Leonardo Di Caprio al suo quinto tentativo porta a casa la sua prima statuetta. C’era talmente tanta attesa intorno al premio come Miglior Attore che il riconoscimento a Di Caprio sembra quasi aver oscurato tutti gli altri premi. Noi che più di clamore amiamo parlare di cinema proveremo invece a raccontare il senso di questa notte, cercando di capire se abbiano vinto i candidati migliori e quali siano state le ragioni dietro i premi dell’88ma notte degli Oscar.
Ricordiamo, facendolo adesso, per non tornarci più, che il meccanismo degli Academy Awards è piuttosto complesso, come solitamente quelli afferenti al mondo anglosassone. A differenza delle grandi rassegne europee (Venezia, Cannes, Berlino) che rappresentano un vero concorso, diviso in sezioni, ciascuna delle quali con una propria giuria obbligata a vedere i film in gara, gli Academy Awards, con i suoi circa seimila votanti, non presentano alcun obbligo di visione dei film, anzi è possibile votare anche per il solo film che si è visto. Questo crea il meccanismo del For Your Consideration, la dicitura presente su copie di dvd, su cd, su riviste specializzate di settore come American Cinematographer, che cercano, attraverso la promozione di far conoscere agli addetti ai lavori la propria opera. Questo fa degli Academy Awards, chiamati Oscar perché la statuetta assomigliava a un simpatico zio con questo nome, un premio atipico, che unisce al potere mediatico degli States (vincitore di un Oscar è un marchio capace di moltiplicare la vendita di biglietti di qualsiasi film) un piccolo circo fatto anche di gossip, di red carpet e di film votati con un meccanismo piuttosto complicato che tende a far vincere il film con più voti, ma non necessariamente il migliore.

» Consegna a:
Trascriva dall'articolo sugli Oscar il passo che comincia con "Leonardo Di Caprio" e prosegue fino a "notte degli Oscar.".

» Materiale fornito:

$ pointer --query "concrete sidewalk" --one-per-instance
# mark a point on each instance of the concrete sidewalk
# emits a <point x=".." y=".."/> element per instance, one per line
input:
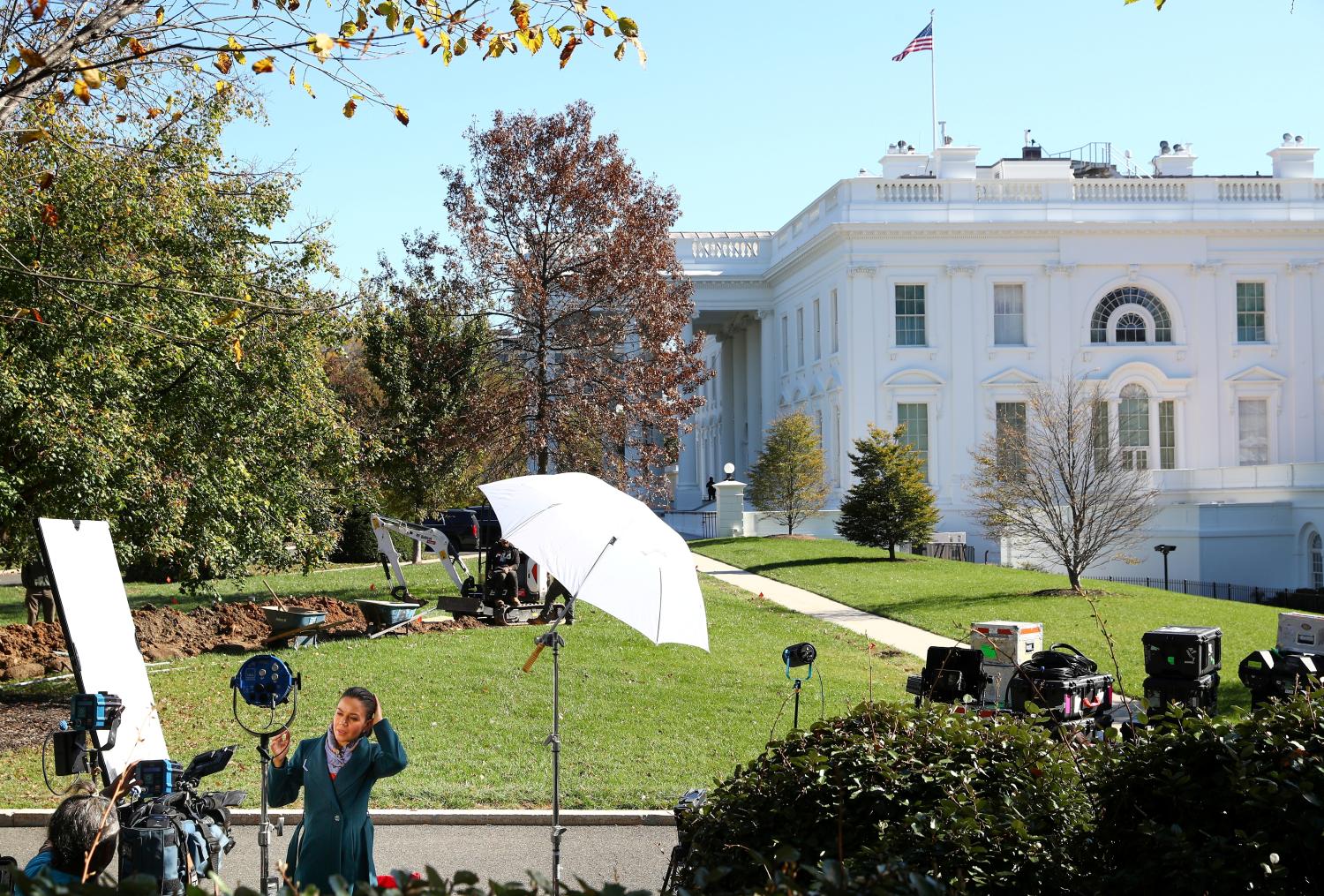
<point x="876" y="628"/>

» Consegna b:
Quante righe dell'elenco contengono la parola "concrete"? Indichi soltanto il numero.

» Risultato dell'esercizio a:
Leonardo Di Caprio al suo quinto tentativo porta a casa la sua prima statuetta. C’era talmente tanta attesa intorno al premio come Miglior Attore che il riconoscimento a Di Caprio sembra quasi aver oscurato tutti gli altri premi. Noi che più di clamore amiamo parlare di cinema proveremo invece a raccontare il senso di questa notte, cercando di capire se abbiano vinto i candidati migliori e quali siano state le ragioni dietro i premi dell’88ma notte degli Oscar.

» Risultato dell'esercizio b:
2